The problem — Reproduce the text on filarial helminths word for word, starting at "Filarial helminths infect" and ending at "on other infections.".

Filarial helminths infect approximately 120 million people worldwide, and remain commonplace in many low and middle income nations despite the existence of effective treatments and detection methods (1). The filarial helminths Wuchereria bancrofti, Brugia malayi and Brugia timori are referred to as lymphatic filariasis and are a significant global health concern (1). It is common for humans to be infected with multiple microbes at any given time, including commensal organisms and chronic or persistent infections. The incidence of concurrent infection with filarial helminths is highly prevalent (2), and therefore it is important to understand their impact on other infections.

Excerpted data —
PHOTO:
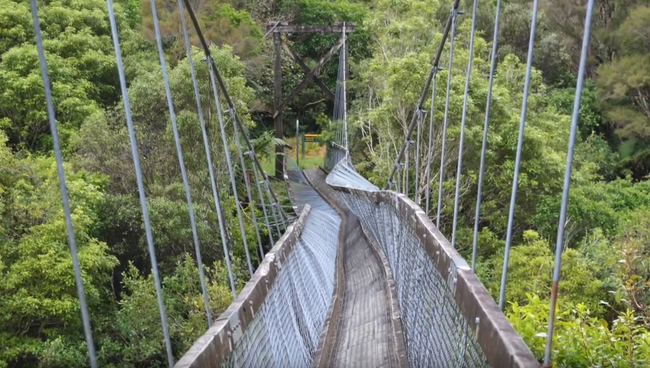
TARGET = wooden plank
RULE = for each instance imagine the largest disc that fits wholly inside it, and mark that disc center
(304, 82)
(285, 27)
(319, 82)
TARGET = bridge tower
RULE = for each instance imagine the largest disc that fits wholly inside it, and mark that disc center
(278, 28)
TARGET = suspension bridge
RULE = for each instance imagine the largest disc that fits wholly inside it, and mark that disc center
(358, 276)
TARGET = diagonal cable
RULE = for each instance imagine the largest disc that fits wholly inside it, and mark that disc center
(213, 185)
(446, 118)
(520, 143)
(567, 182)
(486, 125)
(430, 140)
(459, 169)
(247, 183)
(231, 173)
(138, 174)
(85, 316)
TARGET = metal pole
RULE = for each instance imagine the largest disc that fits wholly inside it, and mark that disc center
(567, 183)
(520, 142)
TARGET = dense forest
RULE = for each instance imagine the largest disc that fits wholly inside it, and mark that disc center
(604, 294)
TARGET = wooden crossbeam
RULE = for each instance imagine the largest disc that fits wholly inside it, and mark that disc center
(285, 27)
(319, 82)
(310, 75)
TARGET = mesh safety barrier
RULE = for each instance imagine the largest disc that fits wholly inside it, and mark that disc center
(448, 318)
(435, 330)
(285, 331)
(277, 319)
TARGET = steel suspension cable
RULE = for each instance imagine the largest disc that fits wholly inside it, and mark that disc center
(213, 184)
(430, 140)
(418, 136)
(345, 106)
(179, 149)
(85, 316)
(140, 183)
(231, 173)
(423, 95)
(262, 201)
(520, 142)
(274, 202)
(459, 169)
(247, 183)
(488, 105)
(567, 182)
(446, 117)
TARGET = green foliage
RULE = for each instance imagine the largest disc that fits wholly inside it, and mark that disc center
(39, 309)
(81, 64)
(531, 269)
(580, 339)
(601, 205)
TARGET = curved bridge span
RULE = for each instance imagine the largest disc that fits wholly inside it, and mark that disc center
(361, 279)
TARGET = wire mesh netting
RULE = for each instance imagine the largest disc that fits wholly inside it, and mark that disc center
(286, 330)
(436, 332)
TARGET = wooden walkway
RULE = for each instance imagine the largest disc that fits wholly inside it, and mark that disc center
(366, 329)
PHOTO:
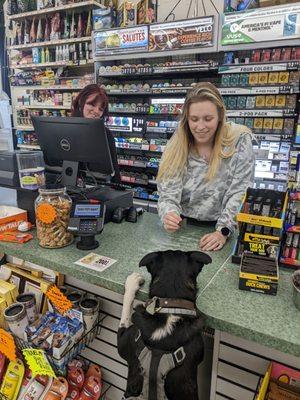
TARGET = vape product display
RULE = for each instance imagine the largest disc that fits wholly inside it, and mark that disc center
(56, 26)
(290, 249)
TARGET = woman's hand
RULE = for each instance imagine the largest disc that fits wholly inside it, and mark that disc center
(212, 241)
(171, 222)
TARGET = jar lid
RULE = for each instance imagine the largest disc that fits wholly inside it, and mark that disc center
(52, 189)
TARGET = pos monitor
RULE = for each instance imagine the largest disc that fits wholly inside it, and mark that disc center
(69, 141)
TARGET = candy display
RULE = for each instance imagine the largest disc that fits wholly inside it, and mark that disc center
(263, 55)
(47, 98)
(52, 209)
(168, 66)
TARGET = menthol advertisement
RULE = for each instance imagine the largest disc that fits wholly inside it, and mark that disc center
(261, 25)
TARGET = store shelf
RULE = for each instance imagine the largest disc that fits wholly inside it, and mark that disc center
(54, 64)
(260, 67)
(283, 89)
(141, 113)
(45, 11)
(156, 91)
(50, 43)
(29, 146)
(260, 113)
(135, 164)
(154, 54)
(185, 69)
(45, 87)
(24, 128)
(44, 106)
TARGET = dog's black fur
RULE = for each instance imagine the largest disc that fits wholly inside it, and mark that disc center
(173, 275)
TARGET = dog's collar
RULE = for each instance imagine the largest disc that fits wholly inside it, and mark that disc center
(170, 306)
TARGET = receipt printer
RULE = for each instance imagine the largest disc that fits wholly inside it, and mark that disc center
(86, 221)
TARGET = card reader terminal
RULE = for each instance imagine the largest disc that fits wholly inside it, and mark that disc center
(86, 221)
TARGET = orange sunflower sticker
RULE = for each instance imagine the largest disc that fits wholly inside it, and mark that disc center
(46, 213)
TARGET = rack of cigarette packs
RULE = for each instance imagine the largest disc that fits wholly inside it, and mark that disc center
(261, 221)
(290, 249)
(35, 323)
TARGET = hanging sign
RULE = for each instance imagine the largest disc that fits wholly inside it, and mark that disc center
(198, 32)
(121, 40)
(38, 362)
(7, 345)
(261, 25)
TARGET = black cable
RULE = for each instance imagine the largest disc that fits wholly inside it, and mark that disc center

Solution —
Filarial helminths infect approximately 120 million people worldwide, and remain commonplace in many low and middle income nations despite the existence of effective treatments and detection methods (1). The filarial helminths Wuchereria bancrofti, Brugia malayi and Brugia timori are referred to as lymphatic filariasis and are a significant global health concern (1). It is common for humans to be infected with multiple microbes at any given time, including commensal organisms and chronic or persistent infections. The incidence of concurrent infection with filarial helminths is highly prevalent (2), and therefore it is important to understand their impact on other infections.